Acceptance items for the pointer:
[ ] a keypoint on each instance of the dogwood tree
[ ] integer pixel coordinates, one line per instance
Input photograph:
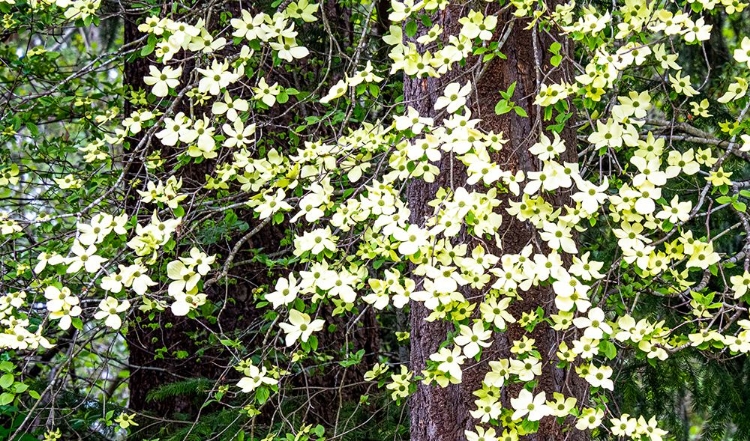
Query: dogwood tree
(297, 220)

-------------------------

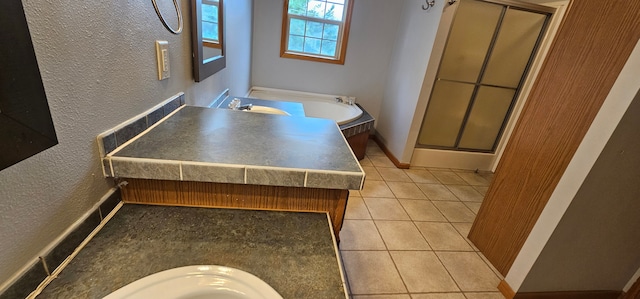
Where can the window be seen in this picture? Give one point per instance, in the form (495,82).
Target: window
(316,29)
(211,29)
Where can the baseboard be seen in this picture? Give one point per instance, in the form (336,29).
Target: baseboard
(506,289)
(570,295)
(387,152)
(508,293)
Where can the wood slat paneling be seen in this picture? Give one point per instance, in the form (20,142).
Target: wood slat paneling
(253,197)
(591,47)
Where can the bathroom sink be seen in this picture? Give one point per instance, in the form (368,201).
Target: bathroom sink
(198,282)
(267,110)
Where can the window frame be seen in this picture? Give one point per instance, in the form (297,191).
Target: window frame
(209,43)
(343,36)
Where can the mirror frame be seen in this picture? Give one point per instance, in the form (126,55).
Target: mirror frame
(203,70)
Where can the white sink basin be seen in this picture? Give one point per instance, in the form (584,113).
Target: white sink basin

-------------------------

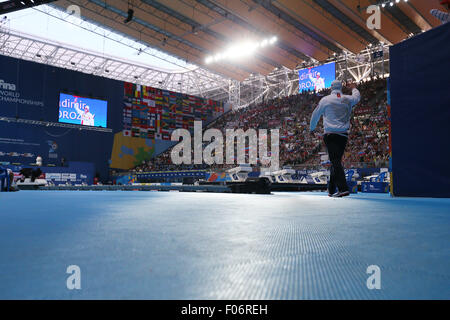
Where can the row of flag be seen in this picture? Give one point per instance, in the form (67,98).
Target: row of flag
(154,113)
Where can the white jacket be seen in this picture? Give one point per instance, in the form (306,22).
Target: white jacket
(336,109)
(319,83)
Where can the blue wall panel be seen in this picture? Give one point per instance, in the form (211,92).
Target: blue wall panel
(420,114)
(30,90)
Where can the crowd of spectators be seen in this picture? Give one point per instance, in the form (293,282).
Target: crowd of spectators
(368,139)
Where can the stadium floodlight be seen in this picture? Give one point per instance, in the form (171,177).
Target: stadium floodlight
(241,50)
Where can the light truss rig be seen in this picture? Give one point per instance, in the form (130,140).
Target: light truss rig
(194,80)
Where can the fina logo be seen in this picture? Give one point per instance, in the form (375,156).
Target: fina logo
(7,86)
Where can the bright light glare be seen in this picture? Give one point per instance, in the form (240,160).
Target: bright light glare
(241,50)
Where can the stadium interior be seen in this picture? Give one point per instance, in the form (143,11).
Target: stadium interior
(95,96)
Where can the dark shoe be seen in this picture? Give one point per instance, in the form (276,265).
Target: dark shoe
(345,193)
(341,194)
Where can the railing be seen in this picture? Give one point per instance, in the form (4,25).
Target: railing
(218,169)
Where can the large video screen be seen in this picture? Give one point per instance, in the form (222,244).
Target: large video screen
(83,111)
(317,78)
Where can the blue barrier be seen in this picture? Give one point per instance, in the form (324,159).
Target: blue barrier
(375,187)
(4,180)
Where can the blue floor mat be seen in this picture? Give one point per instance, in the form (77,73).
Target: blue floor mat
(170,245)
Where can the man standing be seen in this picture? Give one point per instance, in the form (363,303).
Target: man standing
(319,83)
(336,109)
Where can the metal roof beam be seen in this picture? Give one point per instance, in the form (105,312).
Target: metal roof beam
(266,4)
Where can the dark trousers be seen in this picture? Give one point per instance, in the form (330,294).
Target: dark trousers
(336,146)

-------------------------

Taking the entries above, restate exactly those lines that fall between the line with "Where can the window be" and the line with "Where can the baseboard", keeping both of those lines too.

Where can the window be seen in this picture? Give one point per instance, in the form (495,82).
Target: window
(316,29)
(211,29)
Where can the baseboard be seen in this picture? Give one point per instance, in the form (336,29).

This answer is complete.